* **EXERCISE INSTRUCTIONS**
**1.** In the Ron Gura passage, why was his experience as a Zell student unusual? Answer in one to three sentences.
**2.** Pick up the Ron Gura passage after its last sentence and carry it forward.
BEGIN READING PASSAGE
Ron Gura had an unusual experience as a Zell student. Usually, IDC Herzliya students who are admitted into the Zell Entrepreneurship Program always form teams of two to four students, and together decide on a business concept to execute during their final year of school. Ron, however, ended up as a team of one. He was mentored in the ways of entrepreneurship by his teachers and classmates, using the program as a platform to execute an external project around gifting. His ambition was rivaled in its intensity solely by his workload, revealing through his dedication to the business that passion was his driving force.
It was 2009, a time when the ability to split payments online was beyond reach, and social media had little, if any, connection to commerce. Ron’s sister-in-law, Maya Gura, was living in the United States and noticed how common it was to gift people via gift registries. If it was a friend's birthday or a couple’s wedding, instead of each friend buying something individually as a set of random contributions, another form of gifting should be made available where people could chip in together as a group in order to buy a gift of greater value. Maya noticed there was yet to be a simple solution that would make such a process a seamless experience. Ron loved the idea, so much so that he partnered with Maya and proposed to create an online solution for this as his Zell Program concept. Once he was given the okay to work on the idea in the Zell Program, he brought on two friends, Matan Bar and Erez Dickman, and together they began to execute on their vision.
END READING PASSAGE
BEGIN COLLECTED DATA
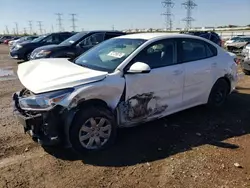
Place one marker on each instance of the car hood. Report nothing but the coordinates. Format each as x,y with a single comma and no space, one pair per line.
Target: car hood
45,75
END COLLECTED DATA
* **PER-TASK OUTPUTS**
**1.** Students admitted to the Zell Entrepreneurship Program usually form teams of two to four and choose a business concept together for their final year. Ron, however, ended up as a team of one.

**2.**
There were various approaches that Ron could have taken to create group gifting, but reality sunk in quickly. The Gifts Project team was small and had very little capital to fund the business. Not long after doing some market research and defining the product goals, Ron understood that in order to stay lean, they would need to be asset-light. They scratched the idea of owning the whole product lifecycle, or of going anywhere near the manufacturing of retail goods; instead, they focused on a split payment solution as well as on the user experience. The technology they built had the capacity to accept many microtransactions, pull them together, and only process the whole
product transaction once all of the microtransactions had fulfilled the product cost. In order for The Gifts Project to carry all of the microtransaction consoles, there was a large product transaction cost. “To some extent, it was a group payments company that started with a very specific use case of gifting, instead of, say, buying your friend a cup of coffee through Venmo, but in terms of the technology, it was exactly the same,” said Ron. In 2009, payment apps like Venmo were just starting out,49 and PayPal was used mostly by businesses to offer their consumers an alternative form of payment.
However, technology feasibility was only half the battle – they still needed to define the user experience (UX). Though group gifting required buy-in from several users, once Ron had that, their collective user behavior was simple. The complexity came during the product selection process. To better plan out The Gifts Project’s UX, Ron and his team focused on the group organizer: the friend in the group that knows all of the specific details in order to pick out the right gift for the recipient, from the right size, to the taste preferences, to the correct shipping address.
Ron figured that by building a seamless user experience tailored to the group organizer, the contribution from friends would follow. That pinnacle moment when Ron and his team defined their user type and focused their resources on developing a product around it helped make The Gifts Project’s UX tighter, as well as cheaper to produce.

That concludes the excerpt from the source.